- [EXCERPTED RECORDS]:
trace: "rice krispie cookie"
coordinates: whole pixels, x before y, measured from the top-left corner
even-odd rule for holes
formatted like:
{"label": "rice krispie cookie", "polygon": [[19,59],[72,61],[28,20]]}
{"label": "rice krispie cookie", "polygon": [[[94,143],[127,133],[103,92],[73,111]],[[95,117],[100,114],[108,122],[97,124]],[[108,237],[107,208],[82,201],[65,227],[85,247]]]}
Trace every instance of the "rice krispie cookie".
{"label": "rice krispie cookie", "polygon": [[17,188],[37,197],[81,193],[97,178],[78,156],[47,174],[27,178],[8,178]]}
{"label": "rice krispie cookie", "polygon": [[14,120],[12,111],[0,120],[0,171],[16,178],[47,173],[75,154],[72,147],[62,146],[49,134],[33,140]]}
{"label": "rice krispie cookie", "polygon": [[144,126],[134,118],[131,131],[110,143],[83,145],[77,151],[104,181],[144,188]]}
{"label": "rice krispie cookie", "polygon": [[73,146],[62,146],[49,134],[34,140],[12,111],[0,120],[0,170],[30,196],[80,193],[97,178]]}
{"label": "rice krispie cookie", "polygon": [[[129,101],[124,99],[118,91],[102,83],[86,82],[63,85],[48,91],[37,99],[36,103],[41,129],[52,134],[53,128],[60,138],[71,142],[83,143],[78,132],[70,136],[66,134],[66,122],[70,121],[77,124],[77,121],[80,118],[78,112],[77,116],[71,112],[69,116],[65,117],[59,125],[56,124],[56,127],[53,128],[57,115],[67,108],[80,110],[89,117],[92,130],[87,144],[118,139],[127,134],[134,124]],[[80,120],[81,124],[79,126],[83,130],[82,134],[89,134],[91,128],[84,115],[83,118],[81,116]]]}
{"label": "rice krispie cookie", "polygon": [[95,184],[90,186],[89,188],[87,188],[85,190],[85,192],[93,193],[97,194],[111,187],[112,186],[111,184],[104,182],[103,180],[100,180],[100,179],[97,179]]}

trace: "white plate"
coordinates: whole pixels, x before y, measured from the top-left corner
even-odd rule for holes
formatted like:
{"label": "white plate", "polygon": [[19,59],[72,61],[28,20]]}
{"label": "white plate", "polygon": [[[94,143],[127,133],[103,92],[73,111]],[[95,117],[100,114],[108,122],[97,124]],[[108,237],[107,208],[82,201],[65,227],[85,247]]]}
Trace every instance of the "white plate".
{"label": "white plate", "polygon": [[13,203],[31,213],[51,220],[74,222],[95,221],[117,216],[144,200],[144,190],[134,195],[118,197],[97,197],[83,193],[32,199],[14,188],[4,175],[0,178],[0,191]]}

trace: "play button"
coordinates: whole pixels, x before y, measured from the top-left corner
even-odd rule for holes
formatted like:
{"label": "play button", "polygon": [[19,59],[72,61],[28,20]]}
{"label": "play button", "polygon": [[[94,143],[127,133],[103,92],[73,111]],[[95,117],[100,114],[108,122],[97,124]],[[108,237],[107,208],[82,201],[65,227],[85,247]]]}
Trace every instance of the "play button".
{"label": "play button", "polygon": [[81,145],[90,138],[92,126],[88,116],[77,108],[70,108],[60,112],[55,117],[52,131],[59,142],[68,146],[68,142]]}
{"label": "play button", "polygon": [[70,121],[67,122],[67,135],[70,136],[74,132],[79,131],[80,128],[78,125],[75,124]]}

--

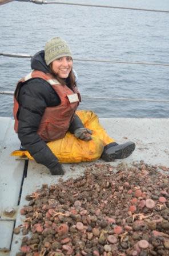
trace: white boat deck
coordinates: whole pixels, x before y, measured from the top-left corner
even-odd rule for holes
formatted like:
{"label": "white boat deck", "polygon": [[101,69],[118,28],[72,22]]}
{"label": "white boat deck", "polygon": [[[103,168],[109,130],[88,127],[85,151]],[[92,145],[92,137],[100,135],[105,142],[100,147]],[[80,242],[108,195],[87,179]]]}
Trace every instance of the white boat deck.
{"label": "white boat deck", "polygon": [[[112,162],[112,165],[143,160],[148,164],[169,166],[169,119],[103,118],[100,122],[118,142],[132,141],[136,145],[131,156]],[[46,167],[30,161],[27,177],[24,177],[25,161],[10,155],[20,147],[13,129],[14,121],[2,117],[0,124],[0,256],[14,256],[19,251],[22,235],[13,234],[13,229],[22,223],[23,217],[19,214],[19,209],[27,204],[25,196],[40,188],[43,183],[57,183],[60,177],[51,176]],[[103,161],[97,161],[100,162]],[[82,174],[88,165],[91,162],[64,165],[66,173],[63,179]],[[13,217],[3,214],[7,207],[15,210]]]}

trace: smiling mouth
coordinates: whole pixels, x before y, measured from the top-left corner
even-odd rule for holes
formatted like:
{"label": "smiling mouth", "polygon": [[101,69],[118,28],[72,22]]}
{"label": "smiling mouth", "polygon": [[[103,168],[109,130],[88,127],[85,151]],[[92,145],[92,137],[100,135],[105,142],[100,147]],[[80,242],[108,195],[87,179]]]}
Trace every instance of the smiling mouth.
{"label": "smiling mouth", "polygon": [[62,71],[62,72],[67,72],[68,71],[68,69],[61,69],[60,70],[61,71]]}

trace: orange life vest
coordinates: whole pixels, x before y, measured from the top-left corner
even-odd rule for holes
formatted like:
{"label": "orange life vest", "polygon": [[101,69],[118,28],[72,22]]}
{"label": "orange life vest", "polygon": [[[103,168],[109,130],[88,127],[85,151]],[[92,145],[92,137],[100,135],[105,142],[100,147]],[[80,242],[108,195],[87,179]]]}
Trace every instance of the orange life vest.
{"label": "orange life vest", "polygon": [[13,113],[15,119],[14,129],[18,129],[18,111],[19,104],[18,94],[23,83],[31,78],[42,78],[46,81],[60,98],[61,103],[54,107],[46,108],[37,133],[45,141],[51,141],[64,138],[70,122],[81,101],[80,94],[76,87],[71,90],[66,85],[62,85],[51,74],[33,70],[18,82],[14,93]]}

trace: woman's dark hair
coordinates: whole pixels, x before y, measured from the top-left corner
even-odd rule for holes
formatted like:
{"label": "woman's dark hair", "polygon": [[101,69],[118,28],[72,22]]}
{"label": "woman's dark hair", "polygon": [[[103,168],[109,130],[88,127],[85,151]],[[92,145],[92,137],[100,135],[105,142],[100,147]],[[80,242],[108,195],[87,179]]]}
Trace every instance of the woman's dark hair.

- [WHAT IS REQUIRED]: Write out the material above word for word, from the line with "trace: white boat deck" through the line with "Trace every instance of the white boat deck.", both included.

- [RESULT]:
trace: white boat deck
coordinates: whole pixels, x before y, measured from the top-left corner
even-odd rule for holes
formatted like:
{"label": "white boat deck", "polygon": [[101,69],[118,28],[72,22]]}
{"label": "white boat deck", "polygon": [[[103,168],[109,130],[88,127],[85,151]],[[92,145],[92,137],[100,135],[105,142],[100,147]],[[80,242],[108,195],[87,179]]]}
Trace every instance of the white boat deck.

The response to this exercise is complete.